Vollverguss neu gedacht

Mit Hotmelt Moulding zur Mini-Kondensatpumpe

Mit Vollverguss per Hotmelt Moulding verhalf Werner Wirth Refco zur derzeit kleinsten Kondensatpumpe am Markt, der Vamp-F.
Mit Vollverguss per Hotmelt Moulding verhalf Werner Wirth Refco zur derzeit kleinsten Kondensatpumpe am Markt, der Vamp-F .

Eine halbe Papprolle war Maßvorgabe – daraus wurde die Vamp-F: kleiner, dichter, wirtschaftlicher als jede andere Kondensatpumpe. Schlüssel ist der Hotmelt-Vollverguss, entwickelt mit Werner Wirth – samt komplett neuer Fertigungslösung.

Wie klein kann man eine Pumpe bauen? „Das war unsere Größenvorgabe“, sagt Michael Oswald und hält eine auf knapp die Hälfte eingewickelte Papprolle hoch. „Damit haben wir gesagt: Doch, so klein kann man eine Pumpe bauen. Und dann war es meine Aufgabe, zu schauen: Was braucht es jetzt, dass das wirklich funktioniert.“

Auch so kann eine Projektgeschichte starten. In dieser geht es um Hotmelt Moulding, Lösungsfindung und intensive Zusammenarbeit von der ersten Idee bis zum fertigen Produkt. Die Beteiligten: Das Schweizer Unternehmen Refco Manufacturing und Werner Wirth.
▬▬▬▬▬▬
### Arbeitsauftrag a
Gib an, in wie vielen Zeilen der Einträge unten die Zeichenfolge „blurred“ vorkommt, und nenne nur die Zahl. Groß- und Kleinschreibung ist dabei zu beachten.

Beispiele zur Maskenbeschriftung
▬▬▬▬▬▬
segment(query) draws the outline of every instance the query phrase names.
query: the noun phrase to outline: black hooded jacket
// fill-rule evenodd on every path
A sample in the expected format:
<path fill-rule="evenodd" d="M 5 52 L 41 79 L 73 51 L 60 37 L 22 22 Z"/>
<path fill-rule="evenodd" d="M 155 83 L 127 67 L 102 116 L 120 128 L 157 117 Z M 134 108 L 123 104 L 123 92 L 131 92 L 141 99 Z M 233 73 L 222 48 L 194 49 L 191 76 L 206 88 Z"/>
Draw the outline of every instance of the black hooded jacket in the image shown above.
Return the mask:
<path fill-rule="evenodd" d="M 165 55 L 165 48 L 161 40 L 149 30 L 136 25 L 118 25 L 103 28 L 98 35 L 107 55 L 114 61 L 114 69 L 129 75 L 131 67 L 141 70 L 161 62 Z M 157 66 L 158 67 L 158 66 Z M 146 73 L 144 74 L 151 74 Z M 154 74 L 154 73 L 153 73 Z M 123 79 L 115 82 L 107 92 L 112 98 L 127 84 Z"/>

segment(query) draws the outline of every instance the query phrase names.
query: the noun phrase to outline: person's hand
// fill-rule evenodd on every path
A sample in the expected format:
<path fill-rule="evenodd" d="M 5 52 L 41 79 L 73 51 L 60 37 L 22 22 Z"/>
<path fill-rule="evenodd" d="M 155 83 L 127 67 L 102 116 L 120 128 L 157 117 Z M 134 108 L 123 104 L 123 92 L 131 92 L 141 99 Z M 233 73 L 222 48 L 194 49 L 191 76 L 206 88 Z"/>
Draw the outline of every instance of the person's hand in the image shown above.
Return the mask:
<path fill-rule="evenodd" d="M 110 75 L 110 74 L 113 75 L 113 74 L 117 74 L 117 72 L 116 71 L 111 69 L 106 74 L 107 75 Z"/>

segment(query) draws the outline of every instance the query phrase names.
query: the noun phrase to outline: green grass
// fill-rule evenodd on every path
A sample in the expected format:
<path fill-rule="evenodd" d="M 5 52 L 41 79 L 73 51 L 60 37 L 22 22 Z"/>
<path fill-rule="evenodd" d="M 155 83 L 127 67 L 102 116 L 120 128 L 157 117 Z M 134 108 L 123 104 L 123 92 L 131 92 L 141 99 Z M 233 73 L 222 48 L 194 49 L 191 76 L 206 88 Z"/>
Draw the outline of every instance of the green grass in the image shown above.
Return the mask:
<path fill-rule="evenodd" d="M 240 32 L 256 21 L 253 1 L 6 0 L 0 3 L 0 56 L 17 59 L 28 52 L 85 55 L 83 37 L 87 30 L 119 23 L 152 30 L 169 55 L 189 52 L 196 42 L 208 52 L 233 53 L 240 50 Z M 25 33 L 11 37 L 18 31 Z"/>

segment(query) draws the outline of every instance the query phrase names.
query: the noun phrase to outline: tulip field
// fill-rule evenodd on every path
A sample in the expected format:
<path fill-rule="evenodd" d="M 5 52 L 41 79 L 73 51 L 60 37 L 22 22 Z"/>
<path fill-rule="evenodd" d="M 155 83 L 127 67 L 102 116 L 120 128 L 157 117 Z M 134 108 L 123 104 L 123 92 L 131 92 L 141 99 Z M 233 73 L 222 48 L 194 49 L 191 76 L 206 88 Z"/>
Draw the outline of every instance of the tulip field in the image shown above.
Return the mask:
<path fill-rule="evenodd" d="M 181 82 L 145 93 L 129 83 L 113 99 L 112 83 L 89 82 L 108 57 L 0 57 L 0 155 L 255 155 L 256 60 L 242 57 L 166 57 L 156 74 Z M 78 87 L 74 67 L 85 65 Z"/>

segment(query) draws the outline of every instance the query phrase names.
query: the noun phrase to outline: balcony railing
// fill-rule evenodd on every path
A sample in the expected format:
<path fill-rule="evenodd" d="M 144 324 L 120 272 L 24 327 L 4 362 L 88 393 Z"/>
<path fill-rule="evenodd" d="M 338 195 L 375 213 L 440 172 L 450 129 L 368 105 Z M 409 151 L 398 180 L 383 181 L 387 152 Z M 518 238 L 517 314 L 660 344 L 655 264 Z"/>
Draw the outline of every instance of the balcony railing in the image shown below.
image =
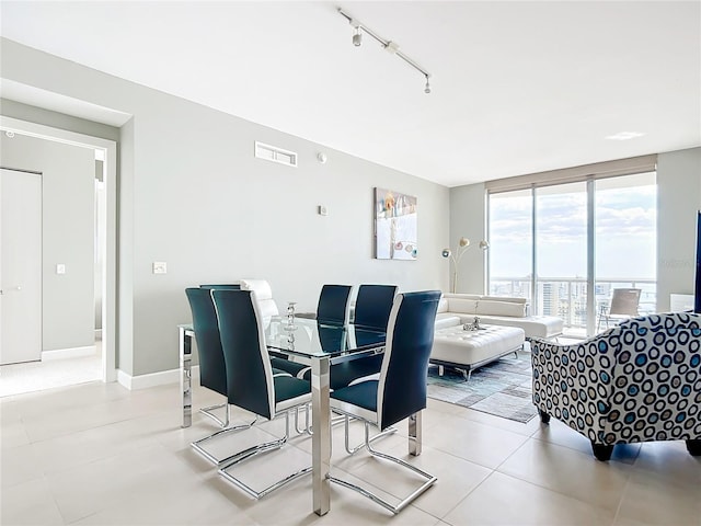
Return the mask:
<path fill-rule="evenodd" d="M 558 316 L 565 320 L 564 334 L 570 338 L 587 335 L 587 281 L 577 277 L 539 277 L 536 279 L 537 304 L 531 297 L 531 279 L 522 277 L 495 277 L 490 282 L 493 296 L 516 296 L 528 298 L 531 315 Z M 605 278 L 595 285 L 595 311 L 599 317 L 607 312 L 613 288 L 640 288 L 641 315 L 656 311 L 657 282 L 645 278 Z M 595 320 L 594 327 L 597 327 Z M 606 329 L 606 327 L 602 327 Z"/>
▬▬▬▬▬▬
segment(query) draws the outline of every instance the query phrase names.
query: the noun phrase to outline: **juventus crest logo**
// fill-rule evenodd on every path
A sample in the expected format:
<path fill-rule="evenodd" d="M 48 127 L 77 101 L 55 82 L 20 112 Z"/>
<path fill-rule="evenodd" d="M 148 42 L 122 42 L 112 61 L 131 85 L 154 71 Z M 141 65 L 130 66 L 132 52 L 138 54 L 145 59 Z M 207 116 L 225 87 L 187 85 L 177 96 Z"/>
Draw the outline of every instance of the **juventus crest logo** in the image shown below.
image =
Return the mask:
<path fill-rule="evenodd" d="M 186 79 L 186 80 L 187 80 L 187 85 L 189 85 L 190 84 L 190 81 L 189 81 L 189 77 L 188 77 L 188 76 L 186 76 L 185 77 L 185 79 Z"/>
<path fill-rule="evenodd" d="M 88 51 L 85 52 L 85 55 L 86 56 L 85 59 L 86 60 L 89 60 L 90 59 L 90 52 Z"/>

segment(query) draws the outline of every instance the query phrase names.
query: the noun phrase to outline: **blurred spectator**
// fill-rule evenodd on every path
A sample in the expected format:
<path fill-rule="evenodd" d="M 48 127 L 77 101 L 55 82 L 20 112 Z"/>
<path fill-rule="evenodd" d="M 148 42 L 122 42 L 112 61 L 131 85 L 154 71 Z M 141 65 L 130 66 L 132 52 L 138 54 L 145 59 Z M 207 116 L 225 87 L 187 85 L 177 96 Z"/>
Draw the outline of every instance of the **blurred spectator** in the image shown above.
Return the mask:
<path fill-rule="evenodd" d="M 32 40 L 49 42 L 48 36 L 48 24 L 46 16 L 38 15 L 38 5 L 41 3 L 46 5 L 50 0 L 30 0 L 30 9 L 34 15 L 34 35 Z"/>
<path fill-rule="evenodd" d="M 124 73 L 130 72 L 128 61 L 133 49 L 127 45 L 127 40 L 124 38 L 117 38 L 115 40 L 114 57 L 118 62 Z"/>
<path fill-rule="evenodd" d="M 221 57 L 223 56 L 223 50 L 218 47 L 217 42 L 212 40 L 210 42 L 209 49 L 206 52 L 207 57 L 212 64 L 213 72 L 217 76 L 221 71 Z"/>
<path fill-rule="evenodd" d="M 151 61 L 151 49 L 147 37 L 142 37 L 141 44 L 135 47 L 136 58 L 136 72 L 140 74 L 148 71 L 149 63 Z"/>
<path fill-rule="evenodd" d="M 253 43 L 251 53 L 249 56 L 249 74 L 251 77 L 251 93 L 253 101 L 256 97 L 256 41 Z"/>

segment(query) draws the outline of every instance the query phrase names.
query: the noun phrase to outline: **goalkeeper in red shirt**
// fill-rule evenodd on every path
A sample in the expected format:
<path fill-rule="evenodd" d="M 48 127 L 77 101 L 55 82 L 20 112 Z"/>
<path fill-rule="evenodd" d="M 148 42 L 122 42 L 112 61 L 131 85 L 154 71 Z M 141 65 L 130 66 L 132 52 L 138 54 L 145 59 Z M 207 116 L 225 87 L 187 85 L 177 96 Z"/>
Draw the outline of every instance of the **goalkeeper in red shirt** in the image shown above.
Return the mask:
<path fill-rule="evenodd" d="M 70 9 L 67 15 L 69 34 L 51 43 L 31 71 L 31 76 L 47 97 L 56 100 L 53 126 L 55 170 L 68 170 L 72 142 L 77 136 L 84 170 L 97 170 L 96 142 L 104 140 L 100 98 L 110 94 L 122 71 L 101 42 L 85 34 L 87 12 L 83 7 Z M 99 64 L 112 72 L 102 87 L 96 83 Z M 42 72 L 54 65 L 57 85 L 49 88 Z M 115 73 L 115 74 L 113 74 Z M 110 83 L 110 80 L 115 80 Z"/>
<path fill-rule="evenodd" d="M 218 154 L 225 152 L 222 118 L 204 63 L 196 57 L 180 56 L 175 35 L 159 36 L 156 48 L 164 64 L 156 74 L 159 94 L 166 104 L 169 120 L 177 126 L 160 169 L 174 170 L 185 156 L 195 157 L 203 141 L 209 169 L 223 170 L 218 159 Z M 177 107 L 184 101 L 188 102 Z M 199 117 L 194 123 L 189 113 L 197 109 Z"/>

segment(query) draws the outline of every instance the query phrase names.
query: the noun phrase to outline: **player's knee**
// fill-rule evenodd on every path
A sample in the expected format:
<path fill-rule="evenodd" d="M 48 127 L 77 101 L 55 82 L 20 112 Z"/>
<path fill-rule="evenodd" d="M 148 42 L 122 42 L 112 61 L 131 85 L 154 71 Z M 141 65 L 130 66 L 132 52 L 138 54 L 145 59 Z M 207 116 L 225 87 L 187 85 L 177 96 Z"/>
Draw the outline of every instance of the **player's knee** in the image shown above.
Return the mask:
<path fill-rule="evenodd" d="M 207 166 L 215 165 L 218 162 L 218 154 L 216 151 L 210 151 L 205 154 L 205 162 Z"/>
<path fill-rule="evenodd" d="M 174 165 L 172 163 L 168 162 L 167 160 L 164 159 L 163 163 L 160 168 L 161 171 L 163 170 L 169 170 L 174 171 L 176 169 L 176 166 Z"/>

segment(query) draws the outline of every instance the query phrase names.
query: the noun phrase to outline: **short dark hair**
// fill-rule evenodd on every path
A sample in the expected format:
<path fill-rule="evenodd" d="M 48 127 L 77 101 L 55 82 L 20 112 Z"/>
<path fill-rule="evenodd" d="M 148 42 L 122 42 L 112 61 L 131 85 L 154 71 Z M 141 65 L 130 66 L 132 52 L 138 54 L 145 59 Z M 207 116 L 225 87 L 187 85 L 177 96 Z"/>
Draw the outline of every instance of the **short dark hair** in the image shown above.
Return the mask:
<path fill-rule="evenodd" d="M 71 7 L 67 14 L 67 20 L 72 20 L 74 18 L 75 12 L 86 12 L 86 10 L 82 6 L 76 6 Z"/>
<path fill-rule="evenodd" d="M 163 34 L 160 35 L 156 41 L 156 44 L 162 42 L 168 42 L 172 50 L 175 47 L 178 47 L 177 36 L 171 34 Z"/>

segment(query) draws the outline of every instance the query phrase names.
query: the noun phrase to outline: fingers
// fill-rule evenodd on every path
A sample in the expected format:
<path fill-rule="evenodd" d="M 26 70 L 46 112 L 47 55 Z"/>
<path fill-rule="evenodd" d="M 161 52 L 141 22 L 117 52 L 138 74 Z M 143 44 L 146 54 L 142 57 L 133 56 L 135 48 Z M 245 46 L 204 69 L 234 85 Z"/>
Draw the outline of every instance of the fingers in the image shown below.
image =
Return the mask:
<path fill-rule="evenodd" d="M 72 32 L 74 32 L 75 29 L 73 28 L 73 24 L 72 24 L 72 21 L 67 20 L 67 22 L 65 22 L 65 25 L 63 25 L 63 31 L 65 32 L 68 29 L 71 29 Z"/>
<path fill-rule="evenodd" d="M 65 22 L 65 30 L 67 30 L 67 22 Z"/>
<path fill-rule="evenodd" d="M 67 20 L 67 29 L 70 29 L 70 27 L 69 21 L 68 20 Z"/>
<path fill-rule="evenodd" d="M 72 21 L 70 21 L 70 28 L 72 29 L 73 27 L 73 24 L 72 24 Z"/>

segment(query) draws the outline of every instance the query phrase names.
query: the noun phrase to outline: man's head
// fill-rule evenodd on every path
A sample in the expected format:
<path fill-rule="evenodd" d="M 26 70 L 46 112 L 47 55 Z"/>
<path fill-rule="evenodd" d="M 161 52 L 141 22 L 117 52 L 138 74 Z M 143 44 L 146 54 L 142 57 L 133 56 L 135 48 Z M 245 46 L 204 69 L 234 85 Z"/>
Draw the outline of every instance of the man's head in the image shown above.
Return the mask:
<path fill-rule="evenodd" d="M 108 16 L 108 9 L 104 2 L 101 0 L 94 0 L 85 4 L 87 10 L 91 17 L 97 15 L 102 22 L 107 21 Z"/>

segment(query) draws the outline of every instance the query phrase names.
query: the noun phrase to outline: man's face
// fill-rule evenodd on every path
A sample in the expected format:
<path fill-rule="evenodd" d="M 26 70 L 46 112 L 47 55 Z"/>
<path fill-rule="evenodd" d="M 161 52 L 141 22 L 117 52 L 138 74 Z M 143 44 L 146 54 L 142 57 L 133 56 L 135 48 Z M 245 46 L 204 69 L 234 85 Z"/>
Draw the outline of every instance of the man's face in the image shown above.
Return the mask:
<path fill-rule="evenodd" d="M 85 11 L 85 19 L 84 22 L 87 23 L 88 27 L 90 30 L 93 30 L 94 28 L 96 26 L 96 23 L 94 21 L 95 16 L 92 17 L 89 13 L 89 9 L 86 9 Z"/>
▬▬▬▬▬▬
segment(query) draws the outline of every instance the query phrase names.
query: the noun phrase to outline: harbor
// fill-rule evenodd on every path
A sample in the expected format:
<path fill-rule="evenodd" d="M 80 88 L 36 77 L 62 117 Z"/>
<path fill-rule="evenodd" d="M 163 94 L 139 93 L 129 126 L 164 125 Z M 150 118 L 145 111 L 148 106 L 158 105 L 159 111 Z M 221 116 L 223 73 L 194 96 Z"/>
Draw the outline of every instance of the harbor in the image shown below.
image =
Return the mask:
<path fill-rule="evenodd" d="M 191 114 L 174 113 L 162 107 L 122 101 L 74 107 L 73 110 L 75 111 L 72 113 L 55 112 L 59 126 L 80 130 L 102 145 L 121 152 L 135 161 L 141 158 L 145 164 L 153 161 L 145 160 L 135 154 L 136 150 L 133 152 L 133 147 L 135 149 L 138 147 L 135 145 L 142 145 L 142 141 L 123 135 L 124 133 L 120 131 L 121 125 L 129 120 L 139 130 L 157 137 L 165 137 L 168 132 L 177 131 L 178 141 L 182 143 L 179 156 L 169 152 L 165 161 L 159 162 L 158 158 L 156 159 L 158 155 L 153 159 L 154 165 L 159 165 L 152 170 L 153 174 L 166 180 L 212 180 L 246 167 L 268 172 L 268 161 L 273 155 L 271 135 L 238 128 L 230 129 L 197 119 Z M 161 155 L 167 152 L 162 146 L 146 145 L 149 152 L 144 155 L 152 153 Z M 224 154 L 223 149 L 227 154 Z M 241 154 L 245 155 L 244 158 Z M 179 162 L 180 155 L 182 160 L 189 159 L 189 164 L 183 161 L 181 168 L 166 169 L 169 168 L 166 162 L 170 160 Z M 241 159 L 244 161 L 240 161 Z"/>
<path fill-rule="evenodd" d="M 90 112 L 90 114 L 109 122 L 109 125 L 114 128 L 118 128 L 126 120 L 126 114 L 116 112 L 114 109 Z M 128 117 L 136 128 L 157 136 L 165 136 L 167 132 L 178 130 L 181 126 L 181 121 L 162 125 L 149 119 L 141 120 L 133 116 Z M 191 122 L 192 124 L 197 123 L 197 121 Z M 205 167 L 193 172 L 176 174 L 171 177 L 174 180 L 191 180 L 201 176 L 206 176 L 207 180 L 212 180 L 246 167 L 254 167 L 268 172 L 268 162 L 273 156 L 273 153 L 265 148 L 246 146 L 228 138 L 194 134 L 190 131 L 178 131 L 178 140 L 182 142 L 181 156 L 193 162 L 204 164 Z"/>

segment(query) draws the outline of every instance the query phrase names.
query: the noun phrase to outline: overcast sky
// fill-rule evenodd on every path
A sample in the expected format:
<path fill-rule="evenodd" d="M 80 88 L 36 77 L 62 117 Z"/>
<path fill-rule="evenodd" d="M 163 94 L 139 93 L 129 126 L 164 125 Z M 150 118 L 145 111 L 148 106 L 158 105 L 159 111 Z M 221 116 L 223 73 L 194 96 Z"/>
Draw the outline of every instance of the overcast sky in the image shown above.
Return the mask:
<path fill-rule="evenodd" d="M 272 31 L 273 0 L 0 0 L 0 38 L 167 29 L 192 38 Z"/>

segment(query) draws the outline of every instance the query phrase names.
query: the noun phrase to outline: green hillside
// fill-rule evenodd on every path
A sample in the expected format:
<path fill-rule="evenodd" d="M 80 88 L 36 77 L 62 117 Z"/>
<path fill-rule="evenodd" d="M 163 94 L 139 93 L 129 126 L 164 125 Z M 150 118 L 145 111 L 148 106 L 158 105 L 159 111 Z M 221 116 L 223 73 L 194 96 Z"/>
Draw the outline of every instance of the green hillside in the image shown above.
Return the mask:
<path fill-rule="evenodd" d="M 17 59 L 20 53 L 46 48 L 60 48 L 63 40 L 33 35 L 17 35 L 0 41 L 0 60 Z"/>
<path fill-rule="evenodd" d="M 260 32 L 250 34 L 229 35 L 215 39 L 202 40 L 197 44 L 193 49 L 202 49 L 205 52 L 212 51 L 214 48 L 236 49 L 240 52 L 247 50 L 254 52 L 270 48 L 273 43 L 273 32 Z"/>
▬▬▬▬▬▬
### Arbeitsauftrag b
Nenne sämtliche Komparative, mit denen der Text über Hotmelt Moulding die Vamp-F gegenüber jeder anderen Kondensatpumpe beschreibt.

### Vollständige Ausgabe a
2

### Vollständige Ausgabe b
kleiner, dichter, wirtschaftlicher